**SHORT EXERCISE:**
Please arrange the lines of the records as a numbered list, from the line with "trace: night sky" through the line with "Trace every instance of the night sky.", both included, leaving out any blank lines.

**RAW DATA:**
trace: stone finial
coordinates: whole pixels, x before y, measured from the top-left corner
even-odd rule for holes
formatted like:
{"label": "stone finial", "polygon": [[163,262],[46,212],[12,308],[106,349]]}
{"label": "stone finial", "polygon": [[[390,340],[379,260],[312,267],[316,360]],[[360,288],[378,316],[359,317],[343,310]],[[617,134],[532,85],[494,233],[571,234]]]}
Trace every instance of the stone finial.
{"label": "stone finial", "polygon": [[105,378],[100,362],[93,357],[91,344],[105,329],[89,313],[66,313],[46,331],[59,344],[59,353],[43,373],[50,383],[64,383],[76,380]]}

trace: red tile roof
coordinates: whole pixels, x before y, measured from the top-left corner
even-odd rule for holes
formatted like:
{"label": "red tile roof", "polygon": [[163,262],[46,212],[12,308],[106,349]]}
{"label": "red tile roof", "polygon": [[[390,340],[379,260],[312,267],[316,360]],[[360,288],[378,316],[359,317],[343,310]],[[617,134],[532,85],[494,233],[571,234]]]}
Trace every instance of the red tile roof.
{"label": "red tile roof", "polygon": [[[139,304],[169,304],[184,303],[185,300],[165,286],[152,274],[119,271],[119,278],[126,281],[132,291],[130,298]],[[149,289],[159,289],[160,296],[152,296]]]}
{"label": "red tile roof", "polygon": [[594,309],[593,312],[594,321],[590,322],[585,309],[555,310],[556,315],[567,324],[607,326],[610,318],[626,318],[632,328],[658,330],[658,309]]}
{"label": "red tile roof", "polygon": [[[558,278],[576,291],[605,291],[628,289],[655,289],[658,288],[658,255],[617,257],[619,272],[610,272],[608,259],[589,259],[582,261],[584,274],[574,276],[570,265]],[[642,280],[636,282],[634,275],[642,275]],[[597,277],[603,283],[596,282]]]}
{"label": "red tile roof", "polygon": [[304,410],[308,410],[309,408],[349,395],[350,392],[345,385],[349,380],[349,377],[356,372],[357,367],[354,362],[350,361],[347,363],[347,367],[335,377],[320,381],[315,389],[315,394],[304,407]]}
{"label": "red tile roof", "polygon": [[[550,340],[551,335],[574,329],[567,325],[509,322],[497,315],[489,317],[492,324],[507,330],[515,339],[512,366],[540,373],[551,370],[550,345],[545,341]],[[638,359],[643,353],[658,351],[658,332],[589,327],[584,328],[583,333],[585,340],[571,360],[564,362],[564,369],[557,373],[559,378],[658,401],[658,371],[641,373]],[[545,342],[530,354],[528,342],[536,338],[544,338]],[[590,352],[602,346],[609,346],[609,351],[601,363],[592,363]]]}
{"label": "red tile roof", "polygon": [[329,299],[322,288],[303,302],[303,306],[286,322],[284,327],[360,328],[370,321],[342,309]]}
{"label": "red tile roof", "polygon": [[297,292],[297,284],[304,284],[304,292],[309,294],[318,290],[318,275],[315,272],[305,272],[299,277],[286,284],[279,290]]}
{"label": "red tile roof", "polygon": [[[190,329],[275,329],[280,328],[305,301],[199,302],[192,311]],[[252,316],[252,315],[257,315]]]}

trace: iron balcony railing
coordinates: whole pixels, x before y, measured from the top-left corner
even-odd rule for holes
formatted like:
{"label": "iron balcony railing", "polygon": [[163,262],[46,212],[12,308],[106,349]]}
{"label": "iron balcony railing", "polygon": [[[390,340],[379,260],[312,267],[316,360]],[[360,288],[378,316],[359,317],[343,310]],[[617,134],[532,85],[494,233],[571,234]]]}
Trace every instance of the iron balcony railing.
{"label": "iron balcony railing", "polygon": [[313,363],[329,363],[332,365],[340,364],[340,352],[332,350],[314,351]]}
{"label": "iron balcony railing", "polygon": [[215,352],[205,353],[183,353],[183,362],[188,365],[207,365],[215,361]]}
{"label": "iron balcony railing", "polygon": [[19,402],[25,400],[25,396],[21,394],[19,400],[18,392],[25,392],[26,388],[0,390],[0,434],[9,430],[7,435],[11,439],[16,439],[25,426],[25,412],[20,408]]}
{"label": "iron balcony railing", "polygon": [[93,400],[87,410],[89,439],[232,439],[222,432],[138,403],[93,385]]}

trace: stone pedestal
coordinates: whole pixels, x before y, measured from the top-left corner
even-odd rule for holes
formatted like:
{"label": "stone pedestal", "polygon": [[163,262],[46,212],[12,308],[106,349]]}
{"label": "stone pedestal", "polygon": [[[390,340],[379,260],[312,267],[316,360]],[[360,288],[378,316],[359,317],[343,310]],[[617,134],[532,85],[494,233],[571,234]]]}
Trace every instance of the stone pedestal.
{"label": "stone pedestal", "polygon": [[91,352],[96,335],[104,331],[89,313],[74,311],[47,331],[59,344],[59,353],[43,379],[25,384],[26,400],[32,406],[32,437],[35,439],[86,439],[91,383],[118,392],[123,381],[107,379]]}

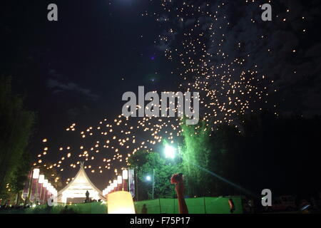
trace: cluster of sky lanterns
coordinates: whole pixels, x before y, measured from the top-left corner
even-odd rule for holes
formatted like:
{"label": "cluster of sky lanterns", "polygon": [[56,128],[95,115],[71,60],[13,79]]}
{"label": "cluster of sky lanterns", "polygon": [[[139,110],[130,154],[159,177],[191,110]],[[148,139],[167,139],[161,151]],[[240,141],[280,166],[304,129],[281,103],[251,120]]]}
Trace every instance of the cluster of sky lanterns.
{"label": "cluster of sky lanterns", "polygon": [[[249,4],[254,3],[249,1]],[[200,14],[212,21],[208,23],[206,29],[202,29],[204,24],[201,21],[189,20],[191,24],[184,26],[184,31],[170,28],[168,33],[159,36],[164,45],[168,46],[164,50],[165,56],[170,60],[176,58],[177,62],[180,63],[176,71],[172,72],[181,80],[178,90],[200,92],[200,110],[202,112],[200,117],[211,130],[223,123],[237,127],[235,118],[247,110],[254,112],[255,110],[252,105],[254,103],[258,109],[262,110],[260,105],[268,102],[268,86],[274,81],[268,79],[268,75],[259,72],[259,63],[255,63],[251,68],[245,68],[248,63],[248,58],[252,57],[250,53],[230,58],[229,53],[224,51],[228,37],[223,31],[226,30],[226,26],[228,28],[230,26],[228,16],[224,14],[224,2],[206,4],[202,6],[185,1],[177,1],[175,4],[178,4],[178,7],[173,9],[170,1],[164,0],[162,6],[165,14],[146,11],[143,16],[156,16],[158,21],[170,23],[176,21],[176,19],[185,22]],[[215,10],[213,11],[214,7]],[[287,10],[287,13],[289,12]],[[180,40],[177,40],[180,45],[171,47],[170,44],[173,34],[179,32],[183,35]],[[264,41],[267,37],[260,34],[258,38]],[[238,41],[234,48],[237,51],[243,45]],[[209,51],[210,46],[215,51]],[[272,50],[268,49],[268,51],[272,52]],[[292,52],[297,53],[297,51],[293,50]],[[221,63],[217,63],[217,59],[221,60]],[[260,83],[268,86],[258,86]],[[137,110],[138,108],[136,108]],[[160,108],[161,110],[160,105]],[[60,157],[58,160],[51,165],[47,165],[44,157],[49,153],[49,149],[46,147],[38,155],[38,162],[35,162],[34,165],[47,165],[48,169],[56,167],[61,172],[68,172],[67,168],[76,168],[81,160],[85,160],[88,165],[87,165],[85,169],[90,169],[91,173],[98,175],[103,174],[104,170],[112,170],[113,166],[123,168],[129,165],[131,155],[138,150],[153,151],[163,140],[174,143],[177,140],[175,138],[181,135],[180,124],[180,118],[128,118],[123,115],[111,119],[105,118],[96,125],[80,130],[76,129],[76,123],[72,123],[66,130],[77,132],[83,140],[90,140],[90,142],[86,141],[86,144],[83,144],[88,145],[88,147],[79,145],[79,147],[75,147],[77,150],[71,152],[68,150],[70,147],[58,147],[58,152],[63,153],[63,157],[57,153]],[[195,125],[195,128],[199,126]],[[98,138],[102,140],[98,140]],[[47,142],[47,140],[44,139],[43,142]],[[55,150],[56,149],[53,150]],[[76,162],[75,158],[78,159]],[[71,159],[73,162],[68,162]],[[101,160],[101,163],[94,165],[91,162],[96,159]],[[115,181],[110,184],[104,192],[110,192],[116,187],[113,188],[113,185],[116,186]]]}
{"label": "cluster of sky lanterns", "polygon": [[[32,173],[33,180],[36,182],[36,184],[41,184],[41,189],[46,188],[49,192],[49,196],[52,195],[54,197],[56,197],[58,192],[56,188],[50,183],[47,179],[45,178],[44,175],[40,174],[40,170],[39,168],[34,168]],[[41,190],[36,190],[36,192],[40,192],[41,193]],[[39,194],[37,192],[36,194]]]}

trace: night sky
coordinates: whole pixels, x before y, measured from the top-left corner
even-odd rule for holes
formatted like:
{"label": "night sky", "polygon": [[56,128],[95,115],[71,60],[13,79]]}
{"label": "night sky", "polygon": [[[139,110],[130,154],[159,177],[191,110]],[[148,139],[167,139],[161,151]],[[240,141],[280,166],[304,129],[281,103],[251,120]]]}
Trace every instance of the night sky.
{"label": "night sky", "polygon": [[[47,20],[50,3],[58,6],[58,21]],[[34,161],[41,159],[44,165],[61,160],[59,169],[63,170],[59,173],[65,182],[78,171],[78,166],[70,165],[83,160],[87,157],[78,155],[88,150],[85,165],[92,167],[87,173],[98,187],[105,187],[115,177],[114,169],[123,167],[125,157],[135,148],[118,145],[116,152],[119,141],[114,148],[103,147],[105,142],[114,135],[116,141],[126,139],[121,130],[131,125],[131,135],[141,143],[151,135],[148,130],[156,128],[151,129],[156,120],[149,122],[147,133],[135,131],[141,125],[138,118],[129,120],[123,128],[125,121],[118,122],[122,94],[137,93],[138,86],[145,86],[146,92],[202,91],[200,118],[218,122],[233,123],[238,113],[260,108],[275,115],[321,114],[321,3],[272,1],[272,21],[261,20],[263,3],[266,1],[6,3],[0,9],[1,72],[13,76],[14,90],[24,96],[26,108],[36,113],[30,146]],[[233,83],[240,86],[231,89]],[[230,95],[233,88],[235,94]],[[215,105],[205,106],[212,102]],[[74,132],[70,128],[73,123]],[[112,128],[107,127],[106,136],[101,130],[107,124],[115,125],[115,129],[111,133]],[[177,123],[166,128],[176,135],[174,125]],[[166,128],[158,131],[163,138],[168,136]],[[151,147],[155,150],[158,144]],[[89,171],[93,170],[95,172]]]}

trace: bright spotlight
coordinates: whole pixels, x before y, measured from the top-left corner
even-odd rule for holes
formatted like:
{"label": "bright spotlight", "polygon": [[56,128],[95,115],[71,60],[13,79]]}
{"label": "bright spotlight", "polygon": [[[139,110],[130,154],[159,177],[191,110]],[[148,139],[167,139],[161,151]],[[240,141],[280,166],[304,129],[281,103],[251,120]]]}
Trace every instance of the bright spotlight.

**OUTPUT:**
1. trace: night sky
2. coordinates: whole pixels, x before y, measured from the top-left corner
3. even-odd rule for holes
4. formatted like:
5. {"label": "night sky", "polygon": [[56,128],[95,115],[71,60],[13,79]]}
6. {"label": "night sky", "polygon": [[[139,110],[130,154],[159,177],[191,110]],[[148,139],[167,139],[161,151]],[[240,141],[280,166],[304,129],[281,103],[251,120]]]}
7. Trace every instance of the night sky.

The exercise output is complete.